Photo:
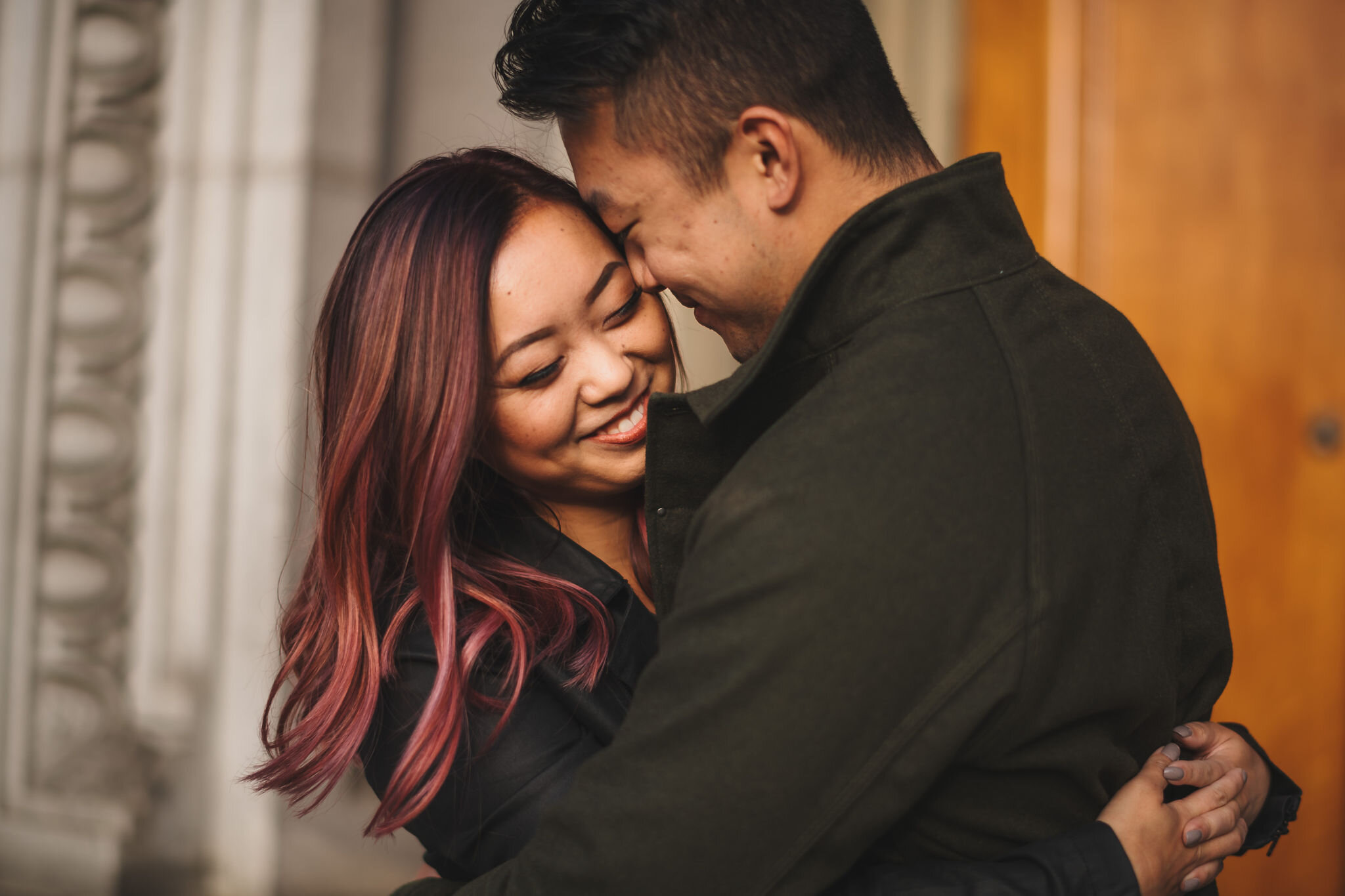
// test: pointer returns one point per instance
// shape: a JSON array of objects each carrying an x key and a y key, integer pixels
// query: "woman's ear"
[{"x": 766, "y": 148}]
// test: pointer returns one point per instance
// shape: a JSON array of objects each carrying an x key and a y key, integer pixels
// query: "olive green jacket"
[{"x": 935, "y": 571}]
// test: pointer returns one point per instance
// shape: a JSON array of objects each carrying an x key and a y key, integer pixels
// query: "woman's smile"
[{"x": 628, "y": 426}]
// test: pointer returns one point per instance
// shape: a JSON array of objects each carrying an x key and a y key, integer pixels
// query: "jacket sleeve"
[
  {"x": 1084, "y": 861},
  {"x": 789, "y": 720}
]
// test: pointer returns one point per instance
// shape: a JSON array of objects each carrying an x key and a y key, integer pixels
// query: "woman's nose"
[
  {"x": 607, "y": 372},
  {"x": 640, "y": 269}
]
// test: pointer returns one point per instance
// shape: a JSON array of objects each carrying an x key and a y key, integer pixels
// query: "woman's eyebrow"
[
  {"x": 603, "y": 281},
  {"x": 523, "y": 341},
  {"x": 546, "y": 332}
]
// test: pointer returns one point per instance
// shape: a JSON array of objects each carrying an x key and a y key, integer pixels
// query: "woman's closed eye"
[{"x": 542, "y": 373}]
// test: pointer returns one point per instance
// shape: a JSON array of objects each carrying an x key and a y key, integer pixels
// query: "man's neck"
[{"x": 834, "y": 196}]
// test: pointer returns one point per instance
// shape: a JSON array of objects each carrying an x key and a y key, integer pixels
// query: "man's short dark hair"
[{"x": 681, "y": 72}]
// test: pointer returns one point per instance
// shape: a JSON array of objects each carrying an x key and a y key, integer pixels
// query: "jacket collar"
[
  {"x": 531, "y": 540},
  {"x": 937, "y": 234}
]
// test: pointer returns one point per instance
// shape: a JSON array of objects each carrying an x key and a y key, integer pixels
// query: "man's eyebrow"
[{"x": 536, "y": 336}]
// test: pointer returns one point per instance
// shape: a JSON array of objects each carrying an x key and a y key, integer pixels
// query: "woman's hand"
[
  {"x": 1153, "y": 832},
  {"x": 1215, "y": 752}
]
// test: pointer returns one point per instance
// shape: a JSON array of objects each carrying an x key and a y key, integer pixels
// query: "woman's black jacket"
[{"x": 494, "y": 797}]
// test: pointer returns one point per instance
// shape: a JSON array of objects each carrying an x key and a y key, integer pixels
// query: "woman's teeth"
[{"x": 626, "y": 423}]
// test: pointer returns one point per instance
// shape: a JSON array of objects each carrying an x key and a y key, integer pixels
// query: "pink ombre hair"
[{"x": 401, "y": 367}]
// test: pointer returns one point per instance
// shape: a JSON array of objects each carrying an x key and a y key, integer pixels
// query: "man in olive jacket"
[{"x": 935, "y": 567}]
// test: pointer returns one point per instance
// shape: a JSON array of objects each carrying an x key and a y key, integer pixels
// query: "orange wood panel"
[
  {"x": 1007, "y": 65},
  {"x": 1211, "y": 190}
]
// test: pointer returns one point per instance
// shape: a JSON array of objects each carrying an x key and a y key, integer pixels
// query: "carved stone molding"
[{"x": 73, "y": 762}]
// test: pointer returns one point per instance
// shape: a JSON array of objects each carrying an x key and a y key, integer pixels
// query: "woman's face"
[{"x": 577, "y": 350}]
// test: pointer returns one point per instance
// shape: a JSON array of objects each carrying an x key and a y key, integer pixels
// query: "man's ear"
[{"x": 766, "y": 142}]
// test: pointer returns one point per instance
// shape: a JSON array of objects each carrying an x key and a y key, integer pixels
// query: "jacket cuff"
[
  {"x": 1109, "y": 867},
  {"x": 1281, "y": 803}
]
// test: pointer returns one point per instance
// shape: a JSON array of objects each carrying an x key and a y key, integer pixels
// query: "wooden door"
[{"x": 1185, "y": 159}]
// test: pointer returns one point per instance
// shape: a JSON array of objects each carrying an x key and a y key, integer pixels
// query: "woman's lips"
[{"x": 627, "y": 429}]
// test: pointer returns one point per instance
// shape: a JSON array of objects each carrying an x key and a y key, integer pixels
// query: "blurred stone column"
[
  {"x": 78, "y": 106},
  {"x": 154, "y": 192}
]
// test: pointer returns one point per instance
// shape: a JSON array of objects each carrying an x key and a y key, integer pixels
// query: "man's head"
[{"x": 721, "y": 140}]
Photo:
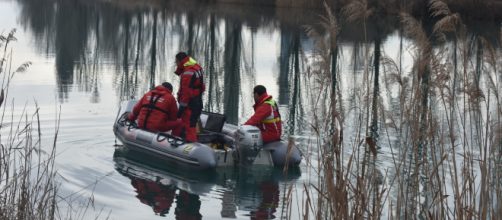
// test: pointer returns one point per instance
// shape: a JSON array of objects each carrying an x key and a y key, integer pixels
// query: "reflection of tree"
[
  {"x": 70, "y": 42},
  {"x": 284, "y": 57},
  {"x": 232, "y": 71},
  {"x": 187, "y": 206}
]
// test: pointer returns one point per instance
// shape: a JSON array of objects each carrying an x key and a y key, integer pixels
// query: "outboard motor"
[{"x": 248, "y": 143}]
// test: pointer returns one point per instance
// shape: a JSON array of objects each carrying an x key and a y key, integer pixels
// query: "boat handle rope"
[{"x": 173, "y": 140}]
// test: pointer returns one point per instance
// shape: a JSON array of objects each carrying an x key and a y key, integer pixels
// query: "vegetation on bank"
[
  {"x": 29, "y": 186},
  {"x": 439, "y": 122}
]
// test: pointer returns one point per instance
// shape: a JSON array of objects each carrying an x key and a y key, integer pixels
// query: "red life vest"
[
  {"x": 156, "y": 108},
  {"x": 267, "y": 119}
]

━━━━━━━━━━━━━━━━━━━━

INSTRUCTION: Copy the records above exactly, omitting every picture.

REPLY TO THE TASK:
Photo:
// test: pointer returns one point per instance
// shape: a JSON array of objects each carrying an x key and a y key, integer pixels
// query: "woman's ear"
[{"x": 766, "y": 148}]
// test: pointer returns one point per instance
// shape: a JSON array of objects each carrying an x key and a y key, integer pixels
// query: "olive green jacket"
[{"x": 935, "y": 571}]
// test: pointer returns one point per instance
// shape: a JSON array of objects each carrying an x key and a y key, integer pixels
// query: "woman's smile"
[{"x": 628, "y": 426}]
// test: pointer returns one point per instance
// shape: a JSON array of objects each carrying an x key and a y key, integer pixels
// query: "jacket sleeve"
[
  {"x": 1084, "y": 861},
  {"x": 789, "y": 720}
]
// test: pointer returns one point per instance
// shape: a JSON array of objects each carrying an x key and a y key, integer pixels
// query: "woman's nose"
[
  {"x": 607, "y": 372},
  {"x": 640, "y": 269}
]
// test: pointer returns one point per instance
// shape: a JSON array of objects each carrying an x key and a y key, integer pixels
// query: "woman's eyebrow"
[
  {"x": 603, "y": 281},
  {"x": 523, "y": 341},
  {"x": 546, "y": 332}
]
// test: pointer returns one point per instance
// shape: a JSON array of objects each carrying an x key and a y key, integer pixels
// query: "woman's closed eye"
[{"x": 542, "y": 373}]
// test: pointer returns one point per instance
// shape: a JSON array of objects each carrying an x key and a y key, integer pixels
// query: "man's neck"
[{"x": 834, "y": 196}]
// test: pointer returns one point per instance
// shape: a JSON array of objects each carrying an x key and a y key, integer pixels
// query: "man's short dark hair"
[{"x": 681, "y": 72}]
// test: pointer returns one point per instance
// shape: a JSON array of objects each carrying an x key and a y key, integer pixels
// query: "jacket collar"
[
  {"x": 531, "y": 540},
  {"x": 937, "y": 234}
]
// test: pointer returns one point per instance
// shape: a JSON array of objects each carrying an x key and a y key, integer pixels
// query: "man's eyebrow"
[{"x": 536, "y": 336}]
// test: pointer returns one point per instance
// shape: a JSON array of objects each carrying an x key and a y key, integer pixels
// query: "woman's hand"
[
  {"x": 1153, "y": 832},
  {"x": 1215, "y": 752}
]
// test: pointer returns one point per instance
// shape: a JSON array of objects each carrying an x key and a y key, integer pixels
// query: "woman's black jacket"
[{"x": 494, "y": 797}]
// test: pointer returns one point per instance
// shape: a JSON array of objects each carrying an x key and a y key, integer pixels
// query: "woman's teeth"
[{"x": 626, "y": 423}]
// test: pointer returns one point per instance
// shape: a JSON array of objects each carrying an x key and a y key, integer pixels
// query: "pink ombre hair"
[{"x": 401, "y": 367}]
// test: pointer returns one point per instance
// shape: a JSON array of objects each carrying an x key and a y key, integer pixels
// query: "man in olive jacket"
[{"x": 935, "y": 567}]
// test: pointer returns one point per instance
// shape: a JSON array of objects each carrying an x key and a y key, integer pixels
// query: "orange wood panel"
[
  {"x": 1007, "y": 65},
  {"x": 1211, "y": 190}
]
// test: pointer returns one point per instance
// shape: a JSON array of objects each carrying an x key and a y key, integer pixels
// query: "carved stone molding"
[{"x": 73, "y": 762}]
// test: pointer returns one point per instance
// shape: a JSON array of objects each carrying an x key and a y key, integer pixels
// query: "woman's face"
[{"x": 577, "y": 350}]
// test: pointer returns one point per instance
// shape: a JSON array of objects each carrying an x key and a y key, integer pixels
// query: "man's ear"
[{"x": 766, "y": 142}]
// test: pointer returns one point per instance
// shape: a JSON array of objects each carrying an x key and a y key, integer pixels
// query: "jacket cuff"
[
  {"x": 1109, "y": 867},
  {"x": 1281, "y": 803}
]
// test: pointer returns one point per instance
// shape: a JSON array of objects each carrying an x key and a y key, integer pixels
// query: "wooden door"
[{"x": 1185, "y": 159}]
// test: pointer returns one point per instance
// shape: a JSON array of objects each carrying an x key and a y key, integer pixels
// query: "woman's lips"
[{"x": 627, "y": 429}]
// test: pointer returns one point per instance
// shape: a JSON array of objects each carrying an x key and a y key, integer pixels
// query: "blurred stone column"
[
  {"x": 78, "y": 106},
  {"x": 154, "y": 192}
]
// test: pointer returns one point per instance
// shape: a JSON array of objects each carrying an x key and a y key, integer pixels
// query: "man's head"
[{"x": 721, "y": 140}]
Photo:
// test: pointer returns one point per instance
// shape: a JSON array of objects each carrying an x key and a y key, integer pixels
// query: "reflection of tree"
[
  {"x": 70, "y": 42},
  {"x": 284, "y": 57},
  {"x": 232, "y": 71},
  {"x": 187, "y": 206}
]
// test: pointer returns one point per instance
// shape: a JSON array of objects each carrying an x key and a y key, integer pixels
// query: "outboard motor"
[{"x": 248, "y": 143}]
// test: pointer returns one point per instance
// shape: a JSON array of objects each carrying an x key and a y key, integer pixels
// query: "boat handle rope"
[{"x": 173, "y": 140}]
// test: pointer returns one point per instance
// shape: a JSON array of objects each carrying an x key and a y key, integer pixels
// query: "vegetation on bank"
[
  {"x": 29, "y": 186},
  {"x": 439, "y": 122}
]
// test: pointer returns one point per instance
// shape: a JSON array of objects each carrying an x key and a y key, integer pixels
// query: "red life vest"
[
  {"x": 156, "y": 108},
  {"x": 267, "y": 119}
]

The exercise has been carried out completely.